A lira do capitalismo

Jorge Cadima

É real o perigo de provocações do imperialismo

Reza a lenda que o Imperador Nero tocava lira enquanto Roma ardia. Dois anos de pandemia «viram os rendimentos de 99% da Humanidade caírem e lançaram mais de 160 milhões de pessoas na pobreza», mas «os dez homens mais ricos do mundo duplicaram as suas fortunas» a um ritmo de «1,3 mil milhões de dólares por dia» (relatório sobre a desigualdade da Oxfam, 17.1.22). Para os gigantes farmacêuticos, a COVID foi um maná. O Financial Times (8.1.22) anuncia que «os bancos de Wall Street preparam-se para anunciar lucros recorde em 2021». A Oxfam explica o que é o capitalismo em tempos de COVID: «os bancos centrais canalizaram triliões de dólares para os mercados financeiros […que] em boa parte acabaram por encher os bolsos dos bilionários». Mas esta «pilhagem liberal» é também um salve-se quem puder de fim de época.

Não cabe nesta coluna a lista das guerras, invasões, subversões e provocações desencadeadas pelos EUA/NATO/UE nas últimas décadas. Mas agora acenam com uma ameaça russa ou chinesa. É como o bully na escola que se põe a chorar quando uma vítima diz basta!. Ainda é cedo para fazer um balanço das reuniões Rússia-EUA, Rússia-NATO e na OSCE, que decorreram de 10 a 14 de Janeiro. Mas o facto de ser uma iniciativa diplomática russa (que alguns apelidaram ultimato) que origina esta série de reuniões é sinal de que a ditadura planetária unilateral dos EUA que se seguiu às contra-revoluções do final do século XX enfrenta hoje uma correlação de forças mundial diferente. Que é indissociável de três aspectos fundamentais e interligados: a resistência de povos e países em luta pela sua soberania, que dá sinais de crescente convergência; o impetuoso crescimento económico de países, com destaque para a RP China, que alterou a correlação de forças económicas mundial; e a profunda crise do sistema capitalista e dos principais centros imperialistas, EUA e a UE, que agudiza todas as contradições e cria a possibilidade real de sobressaltos económicos, políticos e sociais.

_DADOS REGISTADOS_
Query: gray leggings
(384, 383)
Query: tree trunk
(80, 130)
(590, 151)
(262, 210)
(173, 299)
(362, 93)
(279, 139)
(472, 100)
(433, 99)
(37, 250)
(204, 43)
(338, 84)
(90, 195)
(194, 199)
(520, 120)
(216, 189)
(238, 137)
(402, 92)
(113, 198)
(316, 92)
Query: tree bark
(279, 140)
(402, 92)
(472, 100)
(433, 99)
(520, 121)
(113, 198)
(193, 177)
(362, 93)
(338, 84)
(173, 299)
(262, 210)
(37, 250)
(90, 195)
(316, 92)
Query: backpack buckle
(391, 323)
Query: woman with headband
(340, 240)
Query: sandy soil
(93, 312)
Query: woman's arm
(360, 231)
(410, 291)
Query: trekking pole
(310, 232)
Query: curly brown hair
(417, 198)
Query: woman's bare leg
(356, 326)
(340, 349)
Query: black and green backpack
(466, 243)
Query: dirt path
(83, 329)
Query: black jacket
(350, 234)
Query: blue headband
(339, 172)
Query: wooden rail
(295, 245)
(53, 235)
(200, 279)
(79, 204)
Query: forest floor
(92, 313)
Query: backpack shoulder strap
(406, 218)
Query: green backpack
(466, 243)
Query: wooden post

_TAREFA A_
No artigo sobre a lira do capitalismo, o que revela o facto de a série de reuniões de janeiro ter origem numa iniciativa diplomática russa? Responda em uma a três frases.
_TAREFA B_
Copie do artigo sobre a lira do capitalismo o trecho que abre com as palavras que contêm "Reza a lenda" e fecha com "fim de época.".
_TAREFA C_
Prossiga o artigo sobre a lira do capitalismo a partir do ponto em que termina.
Os registos são material independente do texto da página.

_RESPOSTA A_
Segundo o artigo, esse facto é sinal de que a ditadura planetária unilateral dos EUA, que se seguiu às contra-revoluções do final do século XX, enfrenta hoje uma correlação de forças mundial diferente.

_RESPOSTA B_
Reza a lenda que o Imperador Nero tocava lira enquanto Roma ardia. Dois anos de pandemia «viram os rendimentos de 99% da Humanidade caírem e lançaram mais de 160 milhões de pessoas na pobreza», mas «os dez homens mais ricos do mundo duplicaram as suas fortunas» a um ritmo de «1,3 mil milhões de dólares por dia» (relatório sobre a desigualdade da Oxfam, 17.1.22). Para os gigantes farmacêuticos, a COVID foi um maná. O Financial Times (8.1.22) anuncia que «os bancos de Wall Street preparam-se para anunciar lucros recorde em 2021». A Oxfam explica o que é o capitalismo em tempos de COVID: «os bancos centrais canalizaram triliões de dólares para os mercados financeiros […que] em boa parte acabaram por encher os bolsos dos bilionários». Mas esta «pilhagem liberal» é também um salve-se quem puder de fim de época.

_RESPOSTA C_
A verdadeira ameaça para a paz e para os povos reside no decadente sistema capitalista que, incapaz de resolver as suas contradições, aposta cada vez mais no autoritarismo, na violência, na guerra e na sua companheira inseparável: a mentira. Permanente e cada vez mais desligada da realidade, mas veiculada de forma incessante pelo aparato de propaganda que dá pelo enganador nome de meios de comunicação social.

É real o perigo de provocações do imperialismo, que possam ser usadas para tentar justificar uma aventura militar de consequências imprevisíveis. Aquando dos Jogos Olímpicos de Verão de 2008 em Pequim, o imperialismo lançou os seus subdítos georgianos numa aventura militar que provocou a morte de vários soldados russos. Aquando dos Jogos Olímpicos de Inverno de 2014 na Rússia, o imperialismo lançou o golpe de Estado na Ucrânia que levou fascistas assumidos a ocupar altos cargos de poder naquele país e provocou a revolta no Donbass. Aproximam-se os Jogos Olímpicos de Inverno de 2022, que começam a 4 de Fevereiro, em Pequim. Toda a vigilância é pouca.